§ **Supplied records**:
**********

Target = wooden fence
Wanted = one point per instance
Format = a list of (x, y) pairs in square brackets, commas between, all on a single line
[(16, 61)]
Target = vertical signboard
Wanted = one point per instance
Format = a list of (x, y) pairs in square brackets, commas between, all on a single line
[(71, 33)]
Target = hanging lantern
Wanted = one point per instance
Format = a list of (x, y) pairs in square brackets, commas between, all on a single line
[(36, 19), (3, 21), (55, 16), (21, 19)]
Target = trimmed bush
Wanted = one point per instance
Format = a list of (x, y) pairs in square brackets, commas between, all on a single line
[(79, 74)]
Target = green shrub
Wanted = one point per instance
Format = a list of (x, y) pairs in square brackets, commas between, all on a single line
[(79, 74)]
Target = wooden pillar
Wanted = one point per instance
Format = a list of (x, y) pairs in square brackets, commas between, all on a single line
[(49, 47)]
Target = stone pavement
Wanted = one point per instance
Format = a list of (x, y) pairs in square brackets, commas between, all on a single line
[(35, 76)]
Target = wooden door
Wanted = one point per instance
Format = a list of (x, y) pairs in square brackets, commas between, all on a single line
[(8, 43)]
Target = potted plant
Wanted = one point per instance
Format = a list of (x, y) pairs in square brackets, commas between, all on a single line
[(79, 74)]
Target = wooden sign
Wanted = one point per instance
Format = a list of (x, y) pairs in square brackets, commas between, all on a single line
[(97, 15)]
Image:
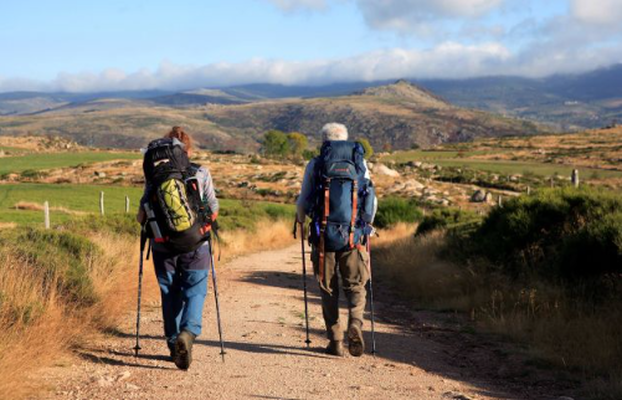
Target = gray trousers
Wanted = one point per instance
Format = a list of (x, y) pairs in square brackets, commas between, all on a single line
[(351, 266)]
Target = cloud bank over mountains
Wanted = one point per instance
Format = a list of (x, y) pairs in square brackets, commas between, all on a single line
[(466, 36)]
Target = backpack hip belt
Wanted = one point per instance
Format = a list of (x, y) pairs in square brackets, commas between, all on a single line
[(322, 251)]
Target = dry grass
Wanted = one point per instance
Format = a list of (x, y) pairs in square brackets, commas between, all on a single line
[(267, 235), (7, 225), (35, 325), (412, 263), (38, 325), (585, 340), (32, 206)]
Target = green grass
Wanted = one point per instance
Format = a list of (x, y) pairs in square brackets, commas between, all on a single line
[(73, 197), (450, 159), (233, 213), (59, 160)]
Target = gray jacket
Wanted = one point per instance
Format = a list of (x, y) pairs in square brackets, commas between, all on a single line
[(307, 188)]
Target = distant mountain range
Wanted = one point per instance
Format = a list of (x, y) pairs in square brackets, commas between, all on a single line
[(565, 102), (398, 115)]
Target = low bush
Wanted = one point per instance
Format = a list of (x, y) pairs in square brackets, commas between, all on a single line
[(558, 234), (446, 218), (392, 210)]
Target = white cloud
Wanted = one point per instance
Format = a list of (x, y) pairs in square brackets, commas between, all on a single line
[(597, 12)]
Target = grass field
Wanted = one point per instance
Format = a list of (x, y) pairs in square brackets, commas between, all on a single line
[(59, 160), (449, 159), (85, 198)]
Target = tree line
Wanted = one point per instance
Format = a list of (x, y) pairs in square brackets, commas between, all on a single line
[(295, 145)]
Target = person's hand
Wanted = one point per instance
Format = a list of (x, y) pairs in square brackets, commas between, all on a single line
[(141, 216)]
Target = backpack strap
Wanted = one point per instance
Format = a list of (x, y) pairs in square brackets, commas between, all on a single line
[(354, 213), (322, 247)]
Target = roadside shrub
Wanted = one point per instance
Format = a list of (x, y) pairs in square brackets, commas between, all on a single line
[(443, 218), (565, 234), (116, 223), (392, 210), (33, 174)]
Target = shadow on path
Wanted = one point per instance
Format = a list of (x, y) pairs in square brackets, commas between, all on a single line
[(438, 343)]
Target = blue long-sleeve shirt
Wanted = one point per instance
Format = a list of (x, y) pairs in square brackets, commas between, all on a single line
[(208, 196)]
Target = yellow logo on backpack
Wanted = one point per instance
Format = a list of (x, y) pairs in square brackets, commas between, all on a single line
[(174, 201)]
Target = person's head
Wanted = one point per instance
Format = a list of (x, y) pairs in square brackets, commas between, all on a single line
[(177, 132), (334, 131)]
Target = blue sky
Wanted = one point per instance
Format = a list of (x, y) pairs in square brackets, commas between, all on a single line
[(115, 45)]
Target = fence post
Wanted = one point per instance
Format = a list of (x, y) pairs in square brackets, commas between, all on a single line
[(575, 178), (101, 203), (46, 215)]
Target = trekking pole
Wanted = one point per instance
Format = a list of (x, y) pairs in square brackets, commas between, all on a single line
[(222, 344), (371, 297), (143, 240), (304, 279)]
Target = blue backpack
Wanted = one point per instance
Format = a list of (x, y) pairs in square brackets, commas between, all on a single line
[(342, 200)]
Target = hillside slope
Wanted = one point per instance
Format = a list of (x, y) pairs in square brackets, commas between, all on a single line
[(397, 115)]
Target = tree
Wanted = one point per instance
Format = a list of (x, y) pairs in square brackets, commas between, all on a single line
[(275, 144), (369, 151), (297, 143)]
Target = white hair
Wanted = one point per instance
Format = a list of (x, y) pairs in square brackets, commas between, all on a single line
[(334, 131)]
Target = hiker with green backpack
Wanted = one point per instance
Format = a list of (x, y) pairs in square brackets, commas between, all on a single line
[(338, 195), (177, 210)]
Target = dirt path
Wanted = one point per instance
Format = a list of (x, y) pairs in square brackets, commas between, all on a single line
[(261, 301)]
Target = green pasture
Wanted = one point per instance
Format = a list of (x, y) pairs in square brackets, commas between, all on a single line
[(450, 159), (59, 160), (233, 213)]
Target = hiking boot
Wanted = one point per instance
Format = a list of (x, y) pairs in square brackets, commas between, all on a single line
[(171, 349), (356, 345), (182, 353), (335, 348)]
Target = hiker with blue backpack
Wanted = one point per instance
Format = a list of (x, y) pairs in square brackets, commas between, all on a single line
[(178, 210), (338, 195)]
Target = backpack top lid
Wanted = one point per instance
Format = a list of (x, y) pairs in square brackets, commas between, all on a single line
[(341, 159), (166, 155)]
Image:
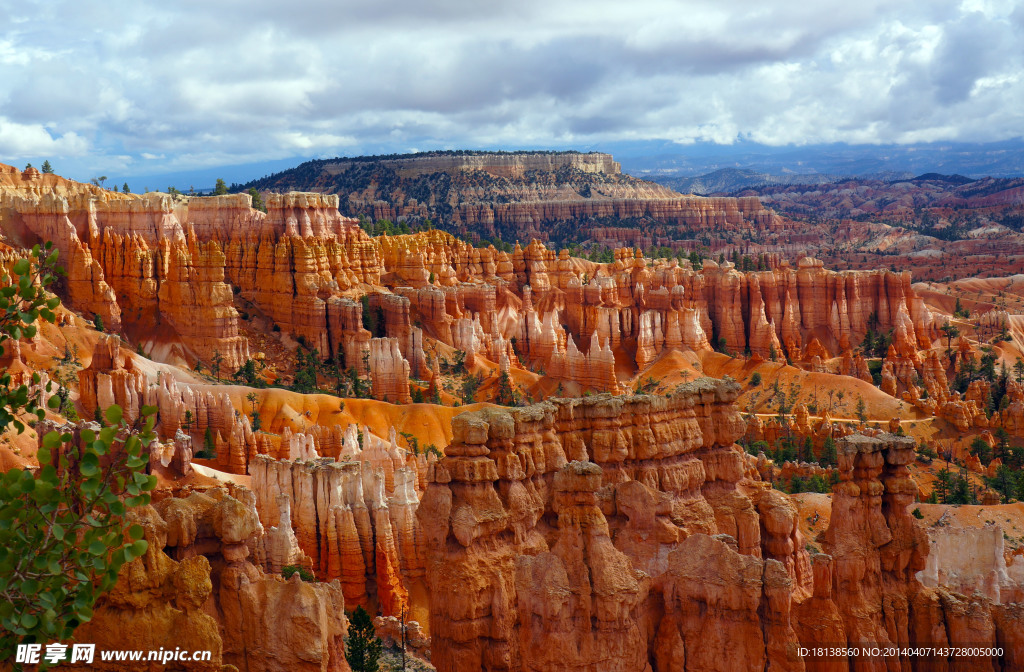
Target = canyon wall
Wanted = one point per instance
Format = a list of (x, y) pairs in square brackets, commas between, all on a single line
[(622, 533)]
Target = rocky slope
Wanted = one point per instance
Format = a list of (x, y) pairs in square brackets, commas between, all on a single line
[(588, 532), (517, 196)]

**********

§ **Assigned task**: Output all entries unchanged; skip the pictures.

§ **Your response**:
Target = wooden fence
Wanted = one point per instance
Format = a list of (x, y) pairs in square brackets, commas between, all on a single line
[(16, 61)]
Target = vertical signboard
Wanted = one point per instance
Format = a list of (x, y) pairs in square brackets, commas between, all on a single line
[(71, 33)]
Target = hanging lantern
Wanted = one point per instance
Format = a list of (x, y) pairs in square brackets, commas between, all on a single line
[(36, 19), (3, 21), (55, 16), (21, 19)]
Target = trimmed bush
Wanted = one point per instance
Format = a list of (x, y) pairs in square brackets, commas between, all on a single line
[(79, 74)]
Target = green shrub
Wanted = one point per instance
Format = a list of (x, y) pairs in square brackets, commas between, all on a single line
[(79, 74)]
Target = wooden pillar
Wanted = one point per instance
Format = a list of (x, y) pairs in square brackets, commas between, all on a single line
[(49, 47)]
Target = stone pavement
Wanted = one point per instance
Format = a list of (x, y) pairs in square brackets, commas between, all on a single line
[(35, 76)]
Target = wooden door
Wanted = one point per instance
Format = a list of (x, y) pairs in square brackets, commas between, all on a single line
[(8, 43)]
Target = potted plant
Wanted = one point per instance
Format = a list of (x, y) pairs in square brackets, commas between, all on a single line
[(79, 74)]
Target = wooden sign
Wanted = one point per instance
Format = a list of (x, y) pairs in square brackets, commas between, all on a single line
[(97, 15)]
Image:
Target = gray trousers
Wanted = one point per instance
Format = a list of (x, y) pairs in square brackets, commas between, all on a single line
[(351, 266)]
Target = cloud bank over mountains
Wanted = one point per instance
Format = a list of (x, y) pairs in square brackets, commas between, all on a single line
[(466, 36)]
Target = backpack hip belt
Wanted = one point per instance
Format = a list of (x, y) pairs in square brackets, commas between, all on a single line
[(322, 251)]
Target = dry grass
Wanted = one point per instance
Format = a list of (x, y) pairs in square brackets, commas between, all on a single line
[(267, 235), (7, 225), (35, 325), (412, 263), (38, 325), (585, 340), (32, 206)]
Target = green grass
Wanted = one point per instance
Format = a list of (x, y) pairs in square brackets, commas between, all on a single line
[(73, 197), (450, 159), (233, 213), (59, 160)]
Target = gray jacket
Wanted = one point per instance
Format = a list of (x, y) pairs in square brackets, commas between, all on a single line
[(307, 188)]
Target = distant mountain range
Wanted = one point per instance
Format = a list of (x, y) pairs in square brackets, commas between, all on a single line
[(565, 102), (398, 115)]
Target = low bush
Wanted = one point per instance
Format = a list of (x, y) pairs in square brackets, commas between, all on a single line
[(558, 234), (446, 218), (392, 210)]
Target = white cloud
Wanted = one point per instance
Format = a list of (x, y) pairs in square brackets, commas between, all on a single line
[(597, 12)]
Target = grass field
Wanted = one point per instance
Format = a list of (x, y) pairs in square brackets, commas between, all on a single line
[(59, 160), (449, 159), (85, 198)]
Target = tree line
Wanted = one point per instance
Format = a list of (x, y) pairs in square brackets, commas between, all on a single line
[(295, 145)]
Target = person's hand
Wanted = one point per instance
Format = a list of (x, y) pairs in square brackets, commas between, all on a single line
[(141, 216)]
Target = backpack strap
Wanted = one point per instance
Format = a list of (x, y) pairs in square brackets, commas between, all on a single line
[(354, 213), (322, 247)]
Target = roadside shrub
Wanted = one point per instance
Format = a list of (x, y) pairs in square brackets, commas between, all on a single line
[(443, 218), (565, 234), (116, 223), (392, 210), (33, 174)]
Target = shadow on path
Wanted = one point per instance
Format = a list of (x, y) pairs in square brackets, commas between, all on a single line
[(438, 343)]
Target = blue long-sleeve shirt
Wanted = one point per instance
Format = a list of (x, y) pairs in square brackets, commas between, all on a single line
[(208, 196)]
Target = yellow logo on backpack
Wanted = one point per instance
Format = a list of (x, y) pairs in square brackets, commas between, all on a single line
[(174, 201)]
Target = person's head
Wanted = one point per instance
Format = a list of (x, y) pairs in square brackets, commas between, all on a single line
[(177, 132), (334, 131)]
Target = blue sky
Wanted = one point per instance
Format = a list of (x, y) pairs in square brackets, commas between, all on a single line
[(115, 45)]
Target = fence post
Wanted = one point per instance
Format = a list of (x, y) pairs in square brackets, commas between, all on a single line
[(575, 178), (101, 203), (46, 215)]
Target = trekking pole
Wanted = one point per instance
Format = a list of (x, y) pairs in square brackets, commas between, all on a single line
[(222, 344), (371, 297), (143, 240), (304, 279)]
Target = blue backpack
Wanted = one point per instance
Format = a list of (x, y) pairs in square brackets, commas between, all on a single line
[(342, 200)]
Target = hillside slope
Wanted = one point per instance
Format = a list of (x, y) pairs in square brackets, commas between, all on a single line
[(397, 115)]
Target = tree
Wanted = one point per instance
Format = a list of (x, y) pairs in square brackets, commas between, all on a single line
[(275, 144), (369, 151), (297, 143)]
Target = white hair
Wanted = one point per instance
Format = a list of (x, y) pairs in square brackets, commas between, all on a single line
[(334, 131)]
Target = hiker with green backpack
Wanted = one point per instance
Format = a list of (x, y) pairs in square brackets, commas between, all on a single line
[(338, 195), (177, 210)]
Target = dirt path
Wanted = one point per instance
Format = a list of (x, y) pairs in square brackets, commas between, all on a single line
[(261, 301)]
Target = green pasture
Wanted = one point per instance
Format = a list of (x, y) pairs in square brackets, commas between, all on a single line
[(450, 159), (59, 160), (233, 213)]
Target = hiking boot
Wanted = one point per instance
Format = a list of (x, y) pairs in square brackets, commas between, all on a single line
[(171, 349), (356, 345), (182, 353), (335, 348)]
Target = hiker with blue backpack
Wanted = one point per instance
Format = a list of (x, y) pairs in square brackets, commas between, all on a single line
[(178, 210), (338, 195)]
Target = backpack top lid
Wanted = one point per instance
Format = a list of (x, y) pairs in square brackets, commas between, all on a single line
[(341, 159), (166, 155)]
Image:
Target = canyon wall
Wanted = one point per instance
Format = a list of (x, y) pairs in square brackets, commas between, all on a single line
[(622, 533)]
Target = rocky slope
Wanted = one point per instance
Format = a list of (x, y) pairs in square brackets, commas between, all on a single line
[(588, 532), (517, 196)]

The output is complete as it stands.